TASK
Reproduce, word for word, every line starting at the line that contains "of the engraved" and ending with the final line of the entries.

(Point localization data)
*** Block opens ***

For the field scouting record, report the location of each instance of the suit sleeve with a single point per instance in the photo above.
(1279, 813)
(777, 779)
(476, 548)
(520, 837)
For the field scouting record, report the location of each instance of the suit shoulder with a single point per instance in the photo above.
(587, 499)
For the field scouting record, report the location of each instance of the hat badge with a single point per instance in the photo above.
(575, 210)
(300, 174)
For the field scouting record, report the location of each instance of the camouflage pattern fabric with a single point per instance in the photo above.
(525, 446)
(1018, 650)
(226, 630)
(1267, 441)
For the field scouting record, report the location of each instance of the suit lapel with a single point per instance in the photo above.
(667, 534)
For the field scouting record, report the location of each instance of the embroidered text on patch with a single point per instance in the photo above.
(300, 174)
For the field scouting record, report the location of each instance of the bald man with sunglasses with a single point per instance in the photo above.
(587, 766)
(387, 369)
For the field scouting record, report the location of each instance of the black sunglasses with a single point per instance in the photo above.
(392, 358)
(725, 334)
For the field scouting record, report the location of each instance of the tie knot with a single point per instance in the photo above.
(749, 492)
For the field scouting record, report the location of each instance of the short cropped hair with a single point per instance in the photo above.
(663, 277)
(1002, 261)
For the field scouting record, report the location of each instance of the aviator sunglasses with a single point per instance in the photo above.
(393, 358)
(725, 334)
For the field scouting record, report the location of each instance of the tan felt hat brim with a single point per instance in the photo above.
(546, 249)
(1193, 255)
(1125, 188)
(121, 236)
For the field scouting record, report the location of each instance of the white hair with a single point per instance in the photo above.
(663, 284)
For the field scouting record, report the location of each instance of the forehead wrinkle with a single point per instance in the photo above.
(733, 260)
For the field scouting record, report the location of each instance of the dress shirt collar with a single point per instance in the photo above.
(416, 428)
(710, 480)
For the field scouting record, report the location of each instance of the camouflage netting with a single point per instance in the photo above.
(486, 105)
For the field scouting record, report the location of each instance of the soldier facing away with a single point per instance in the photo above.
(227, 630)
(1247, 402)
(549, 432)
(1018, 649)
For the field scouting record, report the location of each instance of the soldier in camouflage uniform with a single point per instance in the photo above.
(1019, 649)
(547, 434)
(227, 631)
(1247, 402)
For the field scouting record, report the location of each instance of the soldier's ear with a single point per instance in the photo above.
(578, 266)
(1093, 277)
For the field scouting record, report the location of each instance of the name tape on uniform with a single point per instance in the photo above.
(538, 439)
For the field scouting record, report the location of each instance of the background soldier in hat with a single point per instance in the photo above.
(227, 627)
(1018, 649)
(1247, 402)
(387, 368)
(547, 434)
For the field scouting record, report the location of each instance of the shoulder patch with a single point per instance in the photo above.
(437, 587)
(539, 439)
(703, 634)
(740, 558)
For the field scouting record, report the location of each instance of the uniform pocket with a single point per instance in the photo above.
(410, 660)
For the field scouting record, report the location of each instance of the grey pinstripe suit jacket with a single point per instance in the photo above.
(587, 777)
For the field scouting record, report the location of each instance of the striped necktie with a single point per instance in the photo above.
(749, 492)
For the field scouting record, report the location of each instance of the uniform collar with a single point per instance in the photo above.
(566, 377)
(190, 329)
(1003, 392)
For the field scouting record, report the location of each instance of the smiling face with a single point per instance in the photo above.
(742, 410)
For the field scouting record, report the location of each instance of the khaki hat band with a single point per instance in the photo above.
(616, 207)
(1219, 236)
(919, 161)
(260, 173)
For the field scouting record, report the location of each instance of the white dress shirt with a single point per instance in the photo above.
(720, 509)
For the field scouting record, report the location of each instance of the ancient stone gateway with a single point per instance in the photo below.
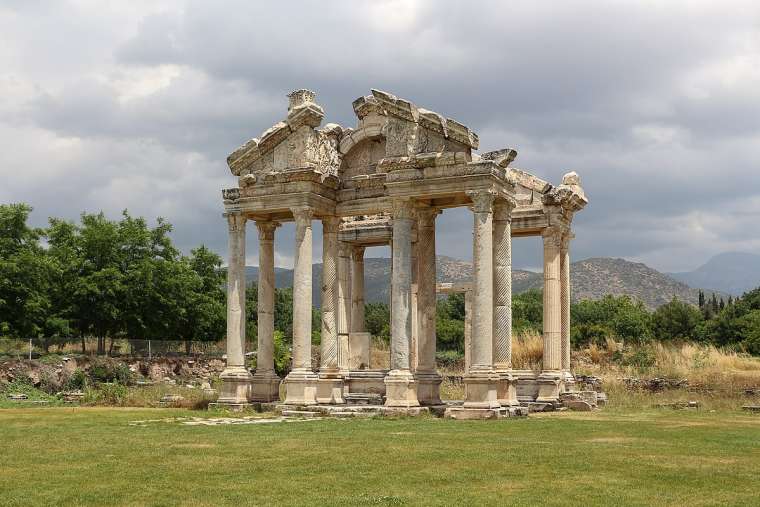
(385, 182)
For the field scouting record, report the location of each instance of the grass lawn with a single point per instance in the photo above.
(91, 456)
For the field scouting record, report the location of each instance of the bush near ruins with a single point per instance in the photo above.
(111, 280)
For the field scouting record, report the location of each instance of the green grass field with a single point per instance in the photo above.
(92, 456)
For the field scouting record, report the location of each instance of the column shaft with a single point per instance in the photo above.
(329, 350)
(344, 303)
(426, 296)
(357, 289)
(401, 286)
(400, 385)
(552, 310)
(502, 282)
(565, 299)
(302, 291)
(265, 353)
(236, 291)
(482, 330)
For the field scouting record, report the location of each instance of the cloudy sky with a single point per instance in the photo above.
(113, 105)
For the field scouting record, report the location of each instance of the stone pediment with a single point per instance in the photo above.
(390, 132)
(293, 144)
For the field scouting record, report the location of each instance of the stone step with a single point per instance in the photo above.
(300, 413)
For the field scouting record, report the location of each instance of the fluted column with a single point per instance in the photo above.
(357, 289)
(344, 304)
(502, 281)
(301, 381)
(565, 300)
(330, 388)
(551, 374)
(235, 378)
(481, 380)
(552, 306)
(266, 383)
(401, 389)
(502, 301)
(428, 379)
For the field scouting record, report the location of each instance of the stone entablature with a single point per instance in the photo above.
(384, 182)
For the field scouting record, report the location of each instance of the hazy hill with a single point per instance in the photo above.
(591, 278)
(731, 272)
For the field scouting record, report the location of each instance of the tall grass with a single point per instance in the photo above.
(527, 351)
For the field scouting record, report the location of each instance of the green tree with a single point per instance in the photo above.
(528, 311)
(676, 320)
(377, 320)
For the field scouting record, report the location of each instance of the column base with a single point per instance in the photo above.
(480, 388)
(549, 385)
(265, 387)
(428, 387)
(330, 388)
(506, 389)
(568, 382)
(401, 389)
(301, 387)
(236, 386)
(366, 382)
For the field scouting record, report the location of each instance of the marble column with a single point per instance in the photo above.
(236, 379)
(266, 383)
(414, 342)
(481, 380)
(565, 302)
(330, 389)
(549, 379)
(428, 379)
(401, 388)
(357, 289)
(301, 382)
(344, 304)
(467, 330)
(502, 302)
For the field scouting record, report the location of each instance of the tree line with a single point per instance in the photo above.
(122, 278)
(105, 279)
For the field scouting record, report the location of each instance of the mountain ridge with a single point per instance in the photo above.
(730, 272)
(591, 278)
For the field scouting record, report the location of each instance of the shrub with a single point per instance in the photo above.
(587, 334)
(449, 359)
(105, 370)
(281, 354)
(450, 333)
(641, 358)
(77, 381)
(106, 394)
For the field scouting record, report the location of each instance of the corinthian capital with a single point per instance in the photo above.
(235, 221)
(266, 230)
(330, 224)
(502, 209)
(426, 216)
(552, 236)
(482, 200)
(403, 209)
(302, 214)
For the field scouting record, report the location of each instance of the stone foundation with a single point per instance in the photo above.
(265, 387)
(400, 390)
(301, 388)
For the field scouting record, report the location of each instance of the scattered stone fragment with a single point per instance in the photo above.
(578, 405)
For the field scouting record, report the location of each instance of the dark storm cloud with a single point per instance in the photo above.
(656, 106)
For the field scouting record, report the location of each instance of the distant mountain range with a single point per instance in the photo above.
(591, 279)
(732, 272)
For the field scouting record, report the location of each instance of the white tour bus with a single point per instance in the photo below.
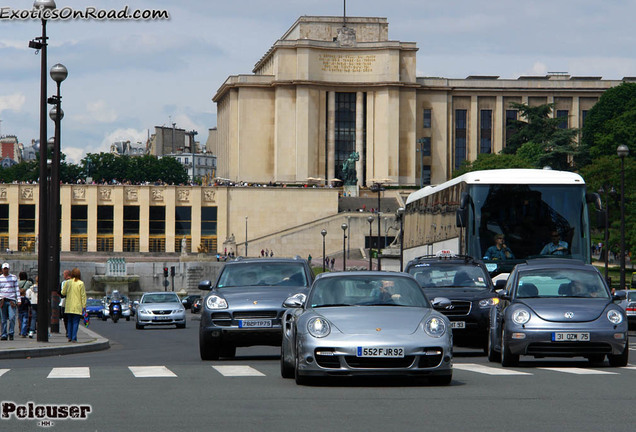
(526, 206)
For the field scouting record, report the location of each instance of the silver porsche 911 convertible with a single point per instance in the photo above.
(365, 323)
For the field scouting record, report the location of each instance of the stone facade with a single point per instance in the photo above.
(327, 88)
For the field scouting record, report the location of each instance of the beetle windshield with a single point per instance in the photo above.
(567, 283)
(366, 291)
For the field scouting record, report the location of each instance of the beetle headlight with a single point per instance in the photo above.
(521, 316)
(318, 327)
(489, 302)
(215, 302)
(435, 327)
(614, 316)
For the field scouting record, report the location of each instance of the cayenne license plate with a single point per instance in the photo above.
(570, 337)
(394, 352)
(255, 323)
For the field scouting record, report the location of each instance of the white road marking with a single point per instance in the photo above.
(580, 371)
(78, 372)
(151, 371)
(472, 367)
(237, 371)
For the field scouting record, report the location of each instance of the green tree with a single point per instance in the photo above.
(486, 161)
(611, 122)
(539, 139)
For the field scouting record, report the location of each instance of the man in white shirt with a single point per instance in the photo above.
(9, 299)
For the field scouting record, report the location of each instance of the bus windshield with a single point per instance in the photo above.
(532, 219)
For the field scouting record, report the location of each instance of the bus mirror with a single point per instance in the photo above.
(461, 216)
(594, 198)
(464, 201)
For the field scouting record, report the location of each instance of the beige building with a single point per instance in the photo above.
(325, 90)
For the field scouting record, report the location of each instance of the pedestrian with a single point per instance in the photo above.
(75, 294)
(23, 314)
(9, 298)
(32, 295)
(66, 275)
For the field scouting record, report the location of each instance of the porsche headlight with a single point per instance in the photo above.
(215, 302)
(318, 327)
(489, 302)
(614, 316)
(435, 327)
(521, 316)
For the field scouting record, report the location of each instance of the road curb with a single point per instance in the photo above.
(95, 342)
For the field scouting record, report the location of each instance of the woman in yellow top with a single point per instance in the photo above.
(75, 304)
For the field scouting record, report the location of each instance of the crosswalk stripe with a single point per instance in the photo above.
(237, 371)
(472, 367)
(580, 371)
(77, 372)
(151, 371)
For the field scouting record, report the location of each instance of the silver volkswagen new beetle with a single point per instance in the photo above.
(558, 308)
(365, 323)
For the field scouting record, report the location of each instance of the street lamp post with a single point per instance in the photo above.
(246, 236)
(605, 250)
(370, 220)
(622, 152)
(323, 233)
(377, 187)
(344, 227)
(58, 74)
(401, 217)
(43, 244)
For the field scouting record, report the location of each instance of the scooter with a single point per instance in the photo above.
(115, 310)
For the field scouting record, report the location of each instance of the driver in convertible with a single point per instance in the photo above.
(385, 292)
(556, 246)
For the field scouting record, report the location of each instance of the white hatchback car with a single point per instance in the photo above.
(160, 308)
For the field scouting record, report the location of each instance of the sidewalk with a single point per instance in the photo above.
(58, 344)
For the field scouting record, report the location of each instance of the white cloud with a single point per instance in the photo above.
(12, 102)
(96, 112)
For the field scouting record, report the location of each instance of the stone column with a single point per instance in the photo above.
(331, 136)
(359, 134)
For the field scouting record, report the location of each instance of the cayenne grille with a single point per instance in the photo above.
(256, 315)
(569, 348)
(162, 312)
(379, 363)
(457, 307)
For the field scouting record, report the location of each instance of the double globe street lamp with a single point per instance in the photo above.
(622, 152)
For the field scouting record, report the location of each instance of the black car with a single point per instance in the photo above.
(244, 306)
(467, 283)
(189, 299)
(558, 308)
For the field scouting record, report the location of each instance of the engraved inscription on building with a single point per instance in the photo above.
(347, 63)
(79, 193)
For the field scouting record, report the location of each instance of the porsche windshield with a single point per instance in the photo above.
(366, 291)
(263, 274)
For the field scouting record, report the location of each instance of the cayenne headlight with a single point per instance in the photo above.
(215, 302)
(614, 316)
(435, 327)
(489, 302)
(521, 316)
(318, 327)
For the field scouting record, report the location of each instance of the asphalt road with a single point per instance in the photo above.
(154, 380)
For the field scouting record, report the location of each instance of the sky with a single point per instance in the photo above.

*** Block closes ***

RESULT FOR THIS TASK
For the field scouting record, report the location of each instance of the engraved inscription on building with a single point per instance in the photo above.
(347, 63)
(79, 193)
For the field scouting record, report the location of each instance of the porsche windshield with a single point per instance in the photo above.
(366, 291)
(263, 274)
For the field scouting record, report the location of each instance of the cayenne headlight with a single point per instance in the photo above.
(215, 302)
(614, 316)
(435, 327)
(489, 302)
(521, 316)
(318, 327)
For the field scouting record, report the location of each instance of the asphalt road with a single point per instance in the photo above.
(154, 380)
For the field scouting record, report the location of each instance of the sky with a single point per instance in the photo above.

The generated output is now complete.